(Excerpt provided):

------------------------------

I love God very much. But I recently saw a post on my dash that said, “How can a loving God send people to Hell?” and now I can’t stop thinking about that. How can He?

Hey dear friend, I truly struggle with this doctrine too, and if it were up to me, I’d be done with the whole idea of hell in a heartbeat. But I do want to consider the question, “How can a loving God send people to Hell?” — and examine the words loving, send, and hell.

First I have to say: I’m not sure that any Christian is irrevocably bound to believe the doctrine of hell. I know Christians who believe it and some who don’t. I love them both. We must not make the ancient mistake that 1) our theology is only about “consequences,” because it’s primarily about intimacy and oneness with God, and 2) to bicker over such dogmatic differences. Too many people wrongly emphasize the doctrine of hell as a motivation for Christianity, and that’s a false phantom motive that boils down to, “Date me or I’ll punch you in the face.” If there really is a place called hell and people are going, then 1) no one would become a Christian just by trying to “avoid” hell, and 2) the devil would love to have us arguing about it instead of loving on people towards God.

------------------------------

(Provided data):
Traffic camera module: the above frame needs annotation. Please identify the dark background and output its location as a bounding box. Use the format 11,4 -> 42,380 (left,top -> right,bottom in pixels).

------------------------------

(What to work on):
a - Summarize the passage on God and hell in two sentences.
b - Please return the portion of the passage on God and hell from "I love God very" to "How can He?", copied word for word.

(Solutions for each task):
a - A reader asks how a loving God can send people to Hell after seeing that question in a post, and the responder admits to struggling with the doctrine too and offers to examine the words loving, send, and hell. The responder is unsure whether any Christian is irrevocably bound to believe in hell, warns against treating theology as mainly about consequences or bickering over such differences, and calls using hell as a motive for Christianity a false one.

b -
I love God very much. But I recently saw a post on my dash that said, “How can a loving God send people to Hell?” and now I can’t stop thinking about that. How can He?